Reproduce the listing below, substituting "whole numbers only" for each occurrence of "integers only" and leaving all other wording unchanged. Omit the pictures from your reproduction.

--- start of Raw records ---

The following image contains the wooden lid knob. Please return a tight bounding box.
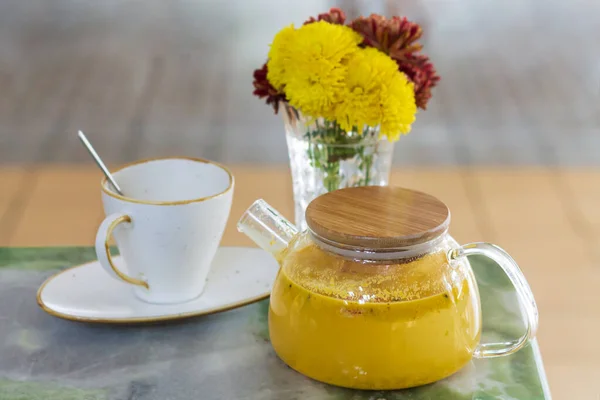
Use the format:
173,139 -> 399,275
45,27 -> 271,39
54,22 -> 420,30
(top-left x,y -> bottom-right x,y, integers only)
306,186 -> 450,250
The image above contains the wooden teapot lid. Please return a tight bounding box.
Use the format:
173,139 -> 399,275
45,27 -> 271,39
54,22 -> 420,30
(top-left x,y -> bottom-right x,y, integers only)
306,186 -> 450,250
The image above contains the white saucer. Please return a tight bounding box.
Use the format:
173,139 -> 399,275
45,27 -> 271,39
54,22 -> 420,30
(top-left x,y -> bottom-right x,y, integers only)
37,247 -> 279,323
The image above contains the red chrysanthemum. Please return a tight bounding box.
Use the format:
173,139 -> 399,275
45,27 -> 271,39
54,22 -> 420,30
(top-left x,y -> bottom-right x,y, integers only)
349,14 -> 440,110
304,8 -> 346,25
252,63 -> 287,114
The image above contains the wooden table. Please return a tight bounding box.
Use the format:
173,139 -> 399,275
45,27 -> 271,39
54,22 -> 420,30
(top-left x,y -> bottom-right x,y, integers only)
0,165 -> 600,399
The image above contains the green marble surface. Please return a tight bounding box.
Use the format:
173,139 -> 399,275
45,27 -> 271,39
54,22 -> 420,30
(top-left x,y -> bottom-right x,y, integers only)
0,247 -> 550,400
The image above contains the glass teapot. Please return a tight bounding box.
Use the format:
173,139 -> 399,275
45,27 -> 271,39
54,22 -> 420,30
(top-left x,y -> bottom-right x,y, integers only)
238,186 -> 538,390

--- end of Raw records ---

■ **Answer below**
The following image contains the wooden lid knob. Please return a tight bounding box.
Use the format:
173,139 -> 399,275
45,27 -> 271,39
54,22 -> 420,30
(top-left x,y -> bottom-right x,y, whole numbers only)
306,186 -> 450,250
The image above contains the wooden teapot lid. Please return a tight bounding box.
Use the format:
173,139 -> 399,275
45,27 -> 271,39
54,22 -> 420,30
(top-left x,y -> bottom-right x,y, whole numbers only)
306,186 -> 450,250
The image above contains the white saucer. Please return a tight bounding box.
Use the format:
173,139 -> 399,275
45,27 -> 271,39
54,22 -> 420,30
(top-left x,y -> bottom-right x,y, whole numbers only)
37,247 -> 279,323
The image above contains the red chrysanthemum. Please return a tight bounding box.
Use the format:
173,139 -> 399,275
45,27 -> 271,39
54,22 -> 420,30
(top-left x,y -> bottom-right x,y, whole numbers only)
349,14 -> 440,110
304,8 -> 346,25
252,63 -> 287,114
The image above contains the wooden table. Please return a tight bounding box.
Use the format:
173,139 -> 399,275
45,27 -> 271,39
54,22 -> 420,30
(top-left x,y -> bottom-right x,y, whole numbers only)
0,165 -> 600,399
The image above contains the green marble surface. Please return a tight bounding box.
Use the format:
173,139 -> 399,275
45,27 -> 271,39
54,22 -> 420,30
(top-left x,y -> bottom-right x,y, whole numbers only)
0,247 -> 550,400
The image above contains the glass teapot. Please return a tight bounding box.
Use the format:
173,139 -> 399,275
45,27 -> 271,39
54,22 -> 420,30
(top-left x,y -> bottom-right x,y, whole numbers only)
238,186 -> 538,390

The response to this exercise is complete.